> Assigned task: Reproduce every one of the saved entries below word for word, leaving nothing out.

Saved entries
*** Begin section ***
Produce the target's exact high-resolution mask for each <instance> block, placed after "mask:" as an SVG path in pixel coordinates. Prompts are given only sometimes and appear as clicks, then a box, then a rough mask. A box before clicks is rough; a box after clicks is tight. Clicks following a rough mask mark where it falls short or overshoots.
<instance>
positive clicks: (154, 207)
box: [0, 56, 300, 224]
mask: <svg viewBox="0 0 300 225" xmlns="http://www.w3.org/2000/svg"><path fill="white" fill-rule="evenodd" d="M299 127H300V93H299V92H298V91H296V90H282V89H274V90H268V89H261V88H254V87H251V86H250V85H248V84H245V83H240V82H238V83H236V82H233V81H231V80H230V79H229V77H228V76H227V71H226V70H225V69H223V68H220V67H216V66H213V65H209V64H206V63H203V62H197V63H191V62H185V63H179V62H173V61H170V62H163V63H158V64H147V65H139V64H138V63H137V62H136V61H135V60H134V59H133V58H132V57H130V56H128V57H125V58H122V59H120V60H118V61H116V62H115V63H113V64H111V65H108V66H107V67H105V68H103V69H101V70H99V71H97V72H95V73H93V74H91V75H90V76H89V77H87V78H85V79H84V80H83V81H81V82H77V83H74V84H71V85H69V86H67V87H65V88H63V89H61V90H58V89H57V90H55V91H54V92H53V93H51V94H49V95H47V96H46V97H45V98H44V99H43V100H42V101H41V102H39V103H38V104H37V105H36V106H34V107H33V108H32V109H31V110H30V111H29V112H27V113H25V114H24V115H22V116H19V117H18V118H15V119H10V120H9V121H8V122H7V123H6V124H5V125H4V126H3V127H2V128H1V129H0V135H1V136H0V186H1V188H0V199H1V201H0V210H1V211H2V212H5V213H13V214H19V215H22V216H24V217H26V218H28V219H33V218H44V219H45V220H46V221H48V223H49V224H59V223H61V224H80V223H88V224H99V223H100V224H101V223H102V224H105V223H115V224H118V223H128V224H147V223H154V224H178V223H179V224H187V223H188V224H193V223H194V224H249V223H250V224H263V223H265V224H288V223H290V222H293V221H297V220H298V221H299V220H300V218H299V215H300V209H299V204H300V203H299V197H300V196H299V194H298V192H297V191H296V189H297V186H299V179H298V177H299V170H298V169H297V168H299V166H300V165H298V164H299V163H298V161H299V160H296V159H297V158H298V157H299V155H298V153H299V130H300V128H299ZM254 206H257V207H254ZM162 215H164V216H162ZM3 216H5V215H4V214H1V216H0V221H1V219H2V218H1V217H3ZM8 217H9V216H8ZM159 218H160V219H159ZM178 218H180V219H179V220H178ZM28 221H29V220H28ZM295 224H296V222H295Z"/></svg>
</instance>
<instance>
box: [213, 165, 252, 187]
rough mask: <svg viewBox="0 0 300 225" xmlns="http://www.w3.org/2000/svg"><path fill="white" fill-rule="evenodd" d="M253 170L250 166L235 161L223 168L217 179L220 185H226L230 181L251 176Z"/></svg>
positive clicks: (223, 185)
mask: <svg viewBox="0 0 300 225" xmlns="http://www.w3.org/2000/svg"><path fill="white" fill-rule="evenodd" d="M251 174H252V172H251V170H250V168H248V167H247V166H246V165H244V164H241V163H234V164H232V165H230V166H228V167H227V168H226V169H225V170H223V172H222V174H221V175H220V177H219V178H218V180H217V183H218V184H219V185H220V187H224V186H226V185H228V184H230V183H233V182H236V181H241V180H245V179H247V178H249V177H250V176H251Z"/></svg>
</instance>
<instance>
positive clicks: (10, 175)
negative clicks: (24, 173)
*** End section ***
> Exercise solution:
Produce the target's exact high-resolution mask for each <instance> block, placed after "mask:" as an SVG path in pixel coordinates. Prompts are given only sometimes and appear as clicks, then a box, then a rough mask. A box before clicks is rough; a box after clicks is tight. Clicks following a rough mask mark where it falls short or overshoots.
<instance>
positive clicks: (154, 207)
box: [0, 56, 300, 224]
mask: <svg viewBox="0 0 300 225" xmlns="http://www.w3.org/2000/svg"><path fill="white" fill-rule="evenodd" d="M299 127H300V93H299V92H298V91H296V90H282V89H274V90H268V89H261V88H254V87H251V86H250V85H248V84H245V83H240V82H238V83H236V82H233V81H231V80H230V79H229V77H228V76H227V71H226V70H225V69H223V68H220V67H216V66H213V65H209V64H206V63H203V62H197V63H191V62H185V63H179V62H173V61H170V62H163V63H158V64H147V65H139V64H138V63H137V62H136V61H135V60H134V59H133V58H132V57H130V56H128V57H125V58H122V59H120V60H118V61H116V62H115V63H113V64H111V65H108V66H107V67H105V68H103V69H101V70H99V71H97V72H95V73H93V74H91V75H90V76H89V77H87V78H85V79H84V80H83V81H81V82H77V83H74V84H71V85H69V86H67V87H65V88H63V89H61V90H58V89H57V90H55V91H54V92H53V93H51V94H49V95H47V96H46V97H45V98H44V99H43V100H42V101H41V102H39V103H38V104H37V105H36V106H34V107H33V108H32V109H31V110H30V111H29V112H27V113H25V114H24V115H22V116H19V117H18V118H15V119H10V120H9V121H8V122H7V123H6V124H5V125H4V126H3V127H2V128H1V129H0V135H1V136H0V186H1V188H0V199H1V201H0V210H1V211H2V212H5V213H13V214H19V215H22V216H24V217H26V218H28V219H33V218H44V219H45V220H46V221H48V223H49V224H59V223H61V224H80V223H88V224H99V223H100V224H101V223H102V224H105V223H115V224H118V223H128V224H147V223H154V224H178V223H179V224H187V223H188V224H193V223H194V224H249V223H250V224H263V223H265V224H288V223H290V222H293V221H297V220H298V221H299V220H300V218H299V215H300V209H299V204H300V203H299V197H300V196H299V194H298V192H297V191H296V189H297V186H299V179H298V177H299V170H298V169H297V168H299V166H300V165H298V164H299V163H298V161H299V160H296V159H297V158H298V157H299V155H298V153H299V130H300V128H299ZM254 206H257V207H254ZM162 215H164V216H162ZM3 216H5V215H4V214H1V216H0V221H1V219H2V218H1V217H3ZM8 217H9V216H8ZM159 218H160V219H159ZM178 218H180V219H179V220H178ZM28 221H29V220H28ZM295 224H296V222H295Z"/></svg>
</instance>
<instance>
box: [213, 165, 252, 187]
rough mask: <svg viewBox="0 0 300 225" xmlns="http://www.w3.org/2000/svg"><path fill="white" fill-rule="evenodd" d="M253 170L250 166L235 161L223 168L217 179L220 185H226L230 181L251 176Z"/></svg>
positive clicks: (223, 185)
mask: <svg viewBox="0 0 300 225" xmlns="http://www.w3.org/2000/svg"><path fill="white" fill-rule="evenodd" d="M251 174H252V172H251V170H250V168H248V167H247V166H246V165H244V164H241V163H234V164H232V165H230V166H228V167H227V168H226V169H225V170H223V172H222V174H221V175H220V177H219V178H218V180H217V183H218V184H219V185H220V187H224V186H226V185H228V184H230V183H233V182H236V181H241V180H245V179H247V178H249V177H250V176H251Z"/></svg>
</instance>
<instance>
positive clicks: (10, 175)
negative clicks: (24, 173)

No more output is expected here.